→ **ESTRATTO DEL DOCUMENTO**:
::::
Dove sta la follia e dove la saggezza in tutto questo discorso? La follia sta nel pensare che gli insegnanti di educazione fisica possano condurre un piano di prevenzione delle patologie da sedentarietà su base nazionale quando non riescono nemmeno a governare lo sport che dovrebbe essere l’orticello sul quale impongono le loro vedute. E’ esercizio di pura demagogia pensare che tutta la prevenzione possa essere strutturata su un’eterna rincorsa alle patologie più frequenti mettendo a punto strumenti di diagnosi sempre più precisi e proponendo a tutta la popolazione continui controlli per bloccare le varie patologie sul nascere. Una prevenzione più efficace si attua certamente adottando stili di vita che possano far mantenere la salute al presunto paziente. Ma manca la struttura dei professionisti che possono indirizzare in tal senso. Non è una lotta di categoria affermare che l’insegnante di educazione fisica esiste solo come insegnante a scuola (e purtroppo è ancora una figura piuttosto marginale) ma fuori da quella non ha una sua veste istituzionale. La follia è pensare che un salto culturale che vada a considerare questa opzione possa essere imminente. Siamo indietro anni luce nel considerare questo concetto di prevenzione e quando scrivevo di operatori della prevenzione del terzo livello come di quei soggetti che lavorano per mettere in pratica le linee guida di indirizzo in tema di attività fisica per tutti probabilmente sarò passato per un marziano pazzo. Eppure la pubblicizzazione dell’attività motoria per tutta la popolazione viene vista come una cosa saggia. E’ il tentativo di mettere in pratica queste idee che viene visto come follia.
::::
→ **DATI MOSTRATI**:
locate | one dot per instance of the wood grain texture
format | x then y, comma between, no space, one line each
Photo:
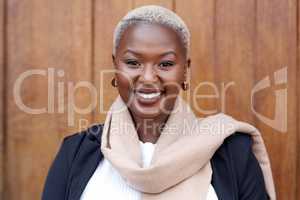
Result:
235,44
244,42
2,29
107,15
276,46
298,104
43,34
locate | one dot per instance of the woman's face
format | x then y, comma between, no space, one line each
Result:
151,66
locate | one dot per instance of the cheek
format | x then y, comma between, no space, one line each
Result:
172,79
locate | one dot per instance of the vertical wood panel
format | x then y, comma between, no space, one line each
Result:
298,102
107,15
43,34
276,49
165,3
199,17
2,29
244,42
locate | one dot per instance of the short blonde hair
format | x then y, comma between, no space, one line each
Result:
153,14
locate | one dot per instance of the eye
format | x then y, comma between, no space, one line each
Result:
166,64
132,63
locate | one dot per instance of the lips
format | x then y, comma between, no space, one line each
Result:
148,95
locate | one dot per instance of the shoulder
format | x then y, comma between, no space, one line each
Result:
72,143
236,150
236,167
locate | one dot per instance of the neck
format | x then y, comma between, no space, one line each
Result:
149,130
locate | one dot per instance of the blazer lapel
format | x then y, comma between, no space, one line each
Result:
85,163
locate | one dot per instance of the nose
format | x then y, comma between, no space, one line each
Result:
149,74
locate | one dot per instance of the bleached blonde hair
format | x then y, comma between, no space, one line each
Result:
153,14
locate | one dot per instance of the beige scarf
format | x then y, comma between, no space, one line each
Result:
180,166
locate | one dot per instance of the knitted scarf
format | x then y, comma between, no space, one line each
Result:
180,167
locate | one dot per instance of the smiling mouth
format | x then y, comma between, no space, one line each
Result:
149,96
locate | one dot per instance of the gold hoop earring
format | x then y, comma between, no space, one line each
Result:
114,82
185,86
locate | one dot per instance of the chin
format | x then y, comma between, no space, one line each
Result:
145,111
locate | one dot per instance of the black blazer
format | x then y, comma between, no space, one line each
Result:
236,172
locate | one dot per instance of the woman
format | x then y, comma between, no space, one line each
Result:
152,146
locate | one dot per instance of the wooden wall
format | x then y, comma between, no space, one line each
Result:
235,43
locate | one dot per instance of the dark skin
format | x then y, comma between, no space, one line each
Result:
150,60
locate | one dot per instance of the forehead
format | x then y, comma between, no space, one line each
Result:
149,38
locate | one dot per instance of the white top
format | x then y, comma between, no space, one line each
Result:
107,183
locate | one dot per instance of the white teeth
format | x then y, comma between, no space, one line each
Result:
149,95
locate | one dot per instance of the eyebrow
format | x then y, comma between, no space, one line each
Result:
139,54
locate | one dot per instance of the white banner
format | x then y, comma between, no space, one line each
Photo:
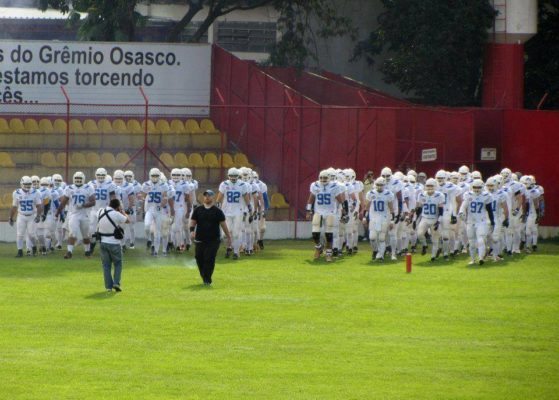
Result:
105,73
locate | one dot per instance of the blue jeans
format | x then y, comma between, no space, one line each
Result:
111,254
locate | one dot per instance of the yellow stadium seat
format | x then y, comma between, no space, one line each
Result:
76,126
45,126
107,160
167,159
134,126
93,159
278,201
163,126
121,159
196,160
48,160
104,126
241,160
211,161
4,126
151,126
177,126
59,126
191,126
31,125
6,160
77,159
89,126
207,126
227,160
16,125
119,126
181,160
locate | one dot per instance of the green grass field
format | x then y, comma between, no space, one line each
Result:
280,326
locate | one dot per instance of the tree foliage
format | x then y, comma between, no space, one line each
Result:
434,48
106,20
542,59
301,22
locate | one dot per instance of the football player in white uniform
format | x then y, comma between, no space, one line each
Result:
477,212
379,203
322,205
183,205
26,202
80,197
132,212
500,210
105,191
452,202
532,211
155,193
59,185
430,206
263,206
234,199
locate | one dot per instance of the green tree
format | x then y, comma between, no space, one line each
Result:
434,49
542,59
301,22
107,20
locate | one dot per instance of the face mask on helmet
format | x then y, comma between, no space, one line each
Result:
26,183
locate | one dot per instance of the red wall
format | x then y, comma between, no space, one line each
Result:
531,146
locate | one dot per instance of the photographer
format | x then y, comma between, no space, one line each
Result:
110,233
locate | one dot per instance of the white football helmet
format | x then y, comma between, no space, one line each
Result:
36,182
154,175
491,184
477,186
386,173
100,175
430,186
118,177
78,178
187,173
45,181
26,183
176,175
233,174
57,180
324,177
129,176
440,176
379,184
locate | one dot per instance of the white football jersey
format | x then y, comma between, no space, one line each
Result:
430,204
26,202
77,196
450,192
102,193
474,207
154,193
233,201
379,203
325,202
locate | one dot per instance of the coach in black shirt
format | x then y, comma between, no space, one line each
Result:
204,230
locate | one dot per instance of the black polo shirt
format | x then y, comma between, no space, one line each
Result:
207,223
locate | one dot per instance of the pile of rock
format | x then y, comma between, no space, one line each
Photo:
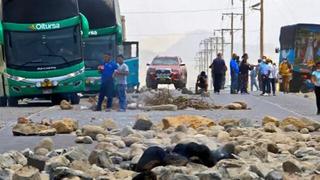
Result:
26,127
182,147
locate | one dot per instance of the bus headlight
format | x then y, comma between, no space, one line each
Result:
38,84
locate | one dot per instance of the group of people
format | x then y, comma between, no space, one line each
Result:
113,82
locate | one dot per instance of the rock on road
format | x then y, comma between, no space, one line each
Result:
279,106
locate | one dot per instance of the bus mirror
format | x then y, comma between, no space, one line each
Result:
84,26
1,34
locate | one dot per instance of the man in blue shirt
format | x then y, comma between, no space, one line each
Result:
234,71
107,83
265,72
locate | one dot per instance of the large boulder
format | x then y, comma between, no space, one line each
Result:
188,120
92,131
65,126
27,173
270,119
29,129
65,105
300,123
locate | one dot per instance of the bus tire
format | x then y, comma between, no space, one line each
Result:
74,98
3,101
12,102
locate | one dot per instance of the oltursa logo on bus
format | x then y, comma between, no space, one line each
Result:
43,26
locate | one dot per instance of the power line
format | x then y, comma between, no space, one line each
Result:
181,11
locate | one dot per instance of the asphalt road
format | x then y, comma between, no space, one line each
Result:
279,106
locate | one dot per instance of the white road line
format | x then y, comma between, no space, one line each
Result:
281,107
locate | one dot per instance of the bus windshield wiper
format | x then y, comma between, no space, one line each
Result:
60,56
37,61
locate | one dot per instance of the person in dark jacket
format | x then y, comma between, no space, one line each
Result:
218,68
244,73
234,72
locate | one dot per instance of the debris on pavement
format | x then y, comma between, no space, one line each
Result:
181,146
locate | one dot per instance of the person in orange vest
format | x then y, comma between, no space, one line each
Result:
285,70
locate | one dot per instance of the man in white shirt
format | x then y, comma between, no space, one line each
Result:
121,82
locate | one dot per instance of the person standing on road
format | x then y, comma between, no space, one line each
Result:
253,78
218,67
265,73
273,77
121,82
107,83
244,73
285,70
234,72
316,81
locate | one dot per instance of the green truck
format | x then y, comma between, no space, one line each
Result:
106,36
41,50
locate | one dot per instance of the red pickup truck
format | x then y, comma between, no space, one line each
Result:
166,70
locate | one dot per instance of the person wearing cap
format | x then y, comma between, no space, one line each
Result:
121,82
234,72
218,68
107,83
285,70
316,81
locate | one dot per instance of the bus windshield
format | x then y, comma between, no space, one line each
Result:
96,47
43,50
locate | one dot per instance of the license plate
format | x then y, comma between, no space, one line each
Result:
47,91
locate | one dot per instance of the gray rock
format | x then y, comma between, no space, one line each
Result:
6,160
101,159
6,174
209,175
62,172
37,161
143,124
127,131
179,176
84,140
18,157
77,153
27,173
274,175
92,131
291,167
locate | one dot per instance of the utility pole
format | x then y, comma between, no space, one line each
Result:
232,28
262,28
261,9
244,26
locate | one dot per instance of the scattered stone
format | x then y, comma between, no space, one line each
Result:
29,129
84,140
274,175
290,128
65,105
166,107
291,167
101,159
23,120
109,124
270,119
27,173
270,127
142,123
92,131
190,121
304,131
65,126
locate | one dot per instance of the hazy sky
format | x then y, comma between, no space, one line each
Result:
158,24
174,19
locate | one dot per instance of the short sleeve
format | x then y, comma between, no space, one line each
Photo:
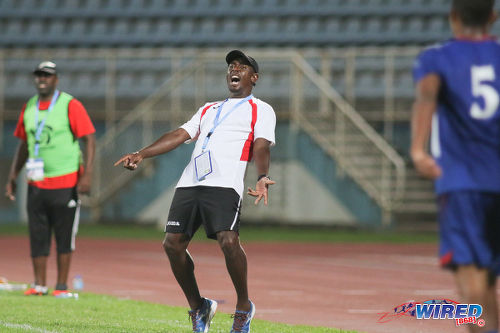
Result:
79,119
20,131
266,123
192,126
426,63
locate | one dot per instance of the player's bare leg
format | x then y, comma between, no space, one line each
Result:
175,246
477,286
40,270
63,263
236,263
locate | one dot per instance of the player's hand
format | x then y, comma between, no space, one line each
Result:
130,161
83,186
261,189
10,189
426,165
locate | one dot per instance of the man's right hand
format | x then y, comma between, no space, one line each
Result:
10,189
130,161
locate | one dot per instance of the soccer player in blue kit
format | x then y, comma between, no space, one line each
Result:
457,106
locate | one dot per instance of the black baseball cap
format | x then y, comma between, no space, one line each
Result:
235,54
46,67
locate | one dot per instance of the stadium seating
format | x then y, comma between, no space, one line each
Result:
215,23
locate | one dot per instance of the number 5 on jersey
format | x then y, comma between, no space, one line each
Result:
481,78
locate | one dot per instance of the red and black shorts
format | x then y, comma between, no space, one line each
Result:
217,208
50,211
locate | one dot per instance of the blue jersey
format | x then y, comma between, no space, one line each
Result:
465,139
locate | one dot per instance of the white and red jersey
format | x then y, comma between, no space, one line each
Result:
231,143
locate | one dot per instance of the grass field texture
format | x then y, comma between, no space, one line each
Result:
100,313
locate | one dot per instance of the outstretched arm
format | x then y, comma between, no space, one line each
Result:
17,164
167,142
262,158
423,109
85,179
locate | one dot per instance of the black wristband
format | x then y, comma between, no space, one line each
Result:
262,176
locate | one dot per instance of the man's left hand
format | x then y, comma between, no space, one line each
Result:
83,186
261,189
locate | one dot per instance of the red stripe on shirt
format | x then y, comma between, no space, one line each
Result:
205,110
246,154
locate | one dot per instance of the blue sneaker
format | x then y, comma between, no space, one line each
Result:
242,320
202,317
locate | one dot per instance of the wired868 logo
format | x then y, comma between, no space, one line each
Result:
438,309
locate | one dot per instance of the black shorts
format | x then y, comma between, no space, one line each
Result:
217,208
52,210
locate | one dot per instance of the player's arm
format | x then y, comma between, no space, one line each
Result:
262,158
167,142
85,179
18,162
426,99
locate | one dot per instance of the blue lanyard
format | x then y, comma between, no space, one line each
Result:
217,122
39,127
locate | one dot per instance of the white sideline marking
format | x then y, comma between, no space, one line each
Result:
270,311
359,292
25,327
364,311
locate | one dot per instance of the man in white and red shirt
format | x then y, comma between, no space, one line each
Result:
49,127
228,135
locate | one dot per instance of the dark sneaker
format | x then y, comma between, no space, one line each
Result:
242,320
202,317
::::
→ **PROBLEMI DA RISOLVERE**:
**1)** Nel testo sulla prevenzione delle patologie da sedentarietà, in quale ambito si dice che esiste l'insegnante di educazione fisica?
**2)** Prosegui il testo sulla prevenzione delle patologie da sedentarietà a partire dal punto in cui si interrompe.

→ **SOLUZIONI DEI PROBLEMI**:
**1)** Esiste solo come insegnante a scuola; fuori da quella non ha una sua veste istituzionale.

**2)**
In effetti si tratta di “vedute” non di scienza. Io “vedo” un certo tipo di prevenzione e “vedo” abbastanza male perché vedo un qualcosa che ancora non esiste. La comunità scientifica vede un altro tipo di prevenzione (e ne sancisce tre livelli che con i miei proprio nulla hanno a che spartire e per quello è nato l’equivoco…) che è anche improprio chiamare prevenzione ma, insomma, chiamiamola come si vuole, va comunque fatta.
E dove sta la saggezza? La saggezza, udite udite, a mio parere sta nel comportamento di quel novantatreenne citato nell’articolo oggetto di critica che si ostina a confrontarsi con lo sport anche a 93 anni, che sta molto attento a quando attraversa la strada sulle strisce pedonali e che sa anche che sul campo sportivo potrebbe pure lasciarci le penne come del resto può lasciarcele uno splendido ventenne che non sa di avere una cardiopatia di quelle subdole che non scopri nemmeno con gli esami più sofisticati e che ti colpiscono a sorpresa senza alcun preavviso.
Lo sport, fatto con raziocinio e buon senso, fa certamente bene alla salute e, anche se non da la vita eterna il vero rischio è non praticarlo. Questa è una splendida realtà e se non è una realtà è la frottola che continuerò follemente a raccontare a tutti finché campo. Buona attività sportiva a tutti.